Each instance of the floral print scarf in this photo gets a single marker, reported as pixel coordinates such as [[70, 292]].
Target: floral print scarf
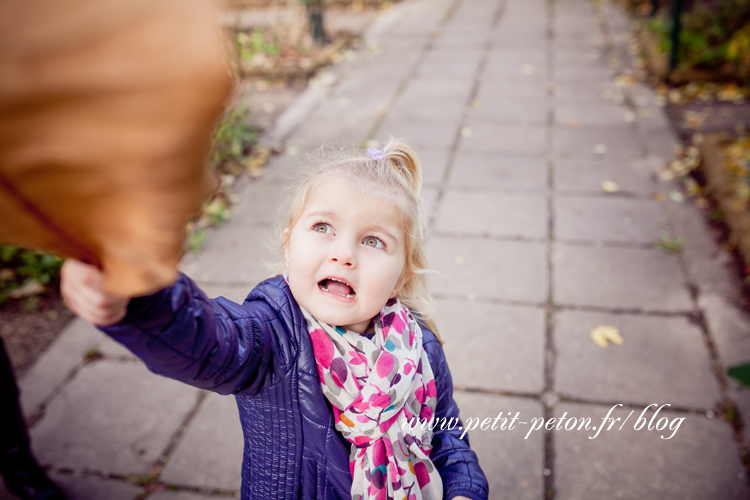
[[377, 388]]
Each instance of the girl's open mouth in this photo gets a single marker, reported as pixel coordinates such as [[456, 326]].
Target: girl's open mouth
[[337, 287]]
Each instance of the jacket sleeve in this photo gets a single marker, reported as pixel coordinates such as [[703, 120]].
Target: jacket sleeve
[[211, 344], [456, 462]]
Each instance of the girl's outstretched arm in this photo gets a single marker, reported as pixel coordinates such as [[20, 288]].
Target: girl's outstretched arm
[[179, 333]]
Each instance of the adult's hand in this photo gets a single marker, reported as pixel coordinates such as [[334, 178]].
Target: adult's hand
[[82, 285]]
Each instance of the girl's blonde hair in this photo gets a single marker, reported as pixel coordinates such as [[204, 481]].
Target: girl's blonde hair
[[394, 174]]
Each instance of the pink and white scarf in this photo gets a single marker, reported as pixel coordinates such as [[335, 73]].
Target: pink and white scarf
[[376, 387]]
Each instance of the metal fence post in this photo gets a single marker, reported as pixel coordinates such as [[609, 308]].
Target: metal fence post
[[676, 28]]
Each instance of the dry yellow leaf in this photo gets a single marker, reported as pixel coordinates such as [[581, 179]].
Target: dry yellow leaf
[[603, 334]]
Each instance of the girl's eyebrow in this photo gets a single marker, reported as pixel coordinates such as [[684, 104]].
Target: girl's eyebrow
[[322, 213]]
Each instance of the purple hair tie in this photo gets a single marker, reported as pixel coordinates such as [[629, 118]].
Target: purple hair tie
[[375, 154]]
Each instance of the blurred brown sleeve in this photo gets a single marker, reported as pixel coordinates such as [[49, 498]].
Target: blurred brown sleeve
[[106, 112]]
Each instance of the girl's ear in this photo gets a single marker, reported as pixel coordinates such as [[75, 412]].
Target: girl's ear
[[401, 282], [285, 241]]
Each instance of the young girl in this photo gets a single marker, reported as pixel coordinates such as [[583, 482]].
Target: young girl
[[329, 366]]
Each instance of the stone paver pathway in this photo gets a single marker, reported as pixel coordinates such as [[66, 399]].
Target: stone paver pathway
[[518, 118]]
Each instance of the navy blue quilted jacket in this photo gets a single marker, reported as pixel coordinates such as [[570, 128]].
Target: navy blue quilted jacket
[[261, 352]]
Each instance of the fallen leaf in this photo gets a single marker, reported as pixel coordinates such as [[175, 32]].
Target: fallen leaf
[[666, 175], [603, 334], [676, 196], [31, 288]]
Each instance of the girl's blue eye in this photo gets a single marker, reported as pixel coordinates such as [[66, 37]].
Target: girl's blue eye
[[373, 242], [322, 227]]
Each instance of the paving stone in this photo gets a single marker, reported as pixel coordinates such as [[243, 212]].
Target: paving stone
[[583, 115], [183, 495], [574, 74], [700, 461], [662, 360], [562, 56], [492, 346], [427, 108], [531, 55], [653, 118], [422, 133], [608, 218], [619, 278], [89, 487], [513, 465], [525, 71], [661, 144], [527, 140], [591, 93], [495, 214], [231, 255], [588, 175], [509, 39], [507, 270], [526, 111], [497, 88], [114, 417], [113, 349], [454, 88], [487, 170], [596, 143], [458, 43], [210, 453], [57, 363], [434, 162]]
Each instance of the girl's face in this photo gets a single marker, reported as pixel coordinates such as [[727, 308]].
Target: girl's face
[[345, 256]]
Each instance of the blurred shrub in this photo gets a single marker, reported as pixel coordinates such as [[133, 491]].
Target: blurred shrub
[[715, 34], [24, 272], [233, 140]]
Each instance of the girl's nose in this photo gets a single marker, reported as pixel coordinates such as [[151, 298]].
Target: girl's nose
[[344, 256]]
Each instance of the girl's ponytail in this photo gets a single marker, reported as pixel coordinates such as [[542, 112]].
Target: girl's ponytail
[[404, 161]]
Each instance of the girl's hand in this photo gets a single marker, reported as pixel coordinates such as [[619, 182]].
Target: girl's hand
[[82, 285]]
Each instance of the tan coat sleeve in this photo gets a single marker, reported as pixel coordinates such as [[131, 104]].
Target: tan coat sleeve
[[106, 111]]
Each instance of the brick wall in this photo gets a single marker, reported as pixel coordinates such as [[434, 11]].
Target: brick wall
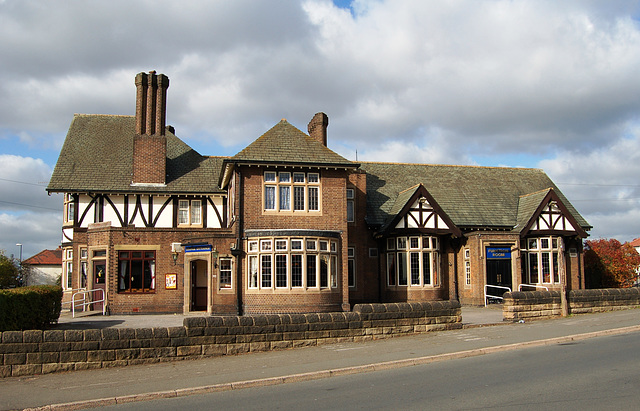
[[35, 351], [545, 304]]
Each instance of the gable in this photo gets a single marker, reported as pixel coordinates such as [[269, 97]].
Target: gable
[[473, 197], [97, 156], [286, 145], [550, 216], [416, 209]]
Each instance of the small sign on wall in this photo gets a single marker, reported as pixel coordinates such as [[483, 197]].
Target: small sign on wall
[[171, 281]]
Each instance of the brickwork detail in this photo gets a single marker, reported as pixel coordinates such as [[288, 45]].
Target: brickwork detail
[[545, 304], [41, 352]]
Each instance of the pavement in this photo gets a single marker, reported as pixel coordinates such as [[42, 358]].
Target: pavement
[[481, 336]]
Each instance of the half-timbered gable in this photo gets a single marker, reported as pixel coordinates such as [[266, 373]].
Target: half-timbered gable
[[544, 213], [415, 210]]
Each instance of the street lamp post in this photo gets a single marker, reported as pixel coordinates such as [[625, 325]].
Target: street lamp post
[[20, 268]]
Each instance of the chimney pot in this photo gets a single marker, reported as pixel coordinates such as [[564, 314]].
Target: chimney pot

--------

TO BE DONE -> Reproduce the records line for line, starting with the line that contains "Each instance of the metal" and going on through the line that contains "[[603, 334]]".

THE COMPLETED TASK ->
Each instance of the metal fence post in this photo gets a single marker, reported as pixel coordinates such as [[609, 308]].
Target: metal fence post
[[676, 28]]
Each instance of the dry yellow leaf in this photo gets a single marker, reported as pixel coordinates such as [[581, 179]].
Target: dry yellow leaf
[[603, 334]]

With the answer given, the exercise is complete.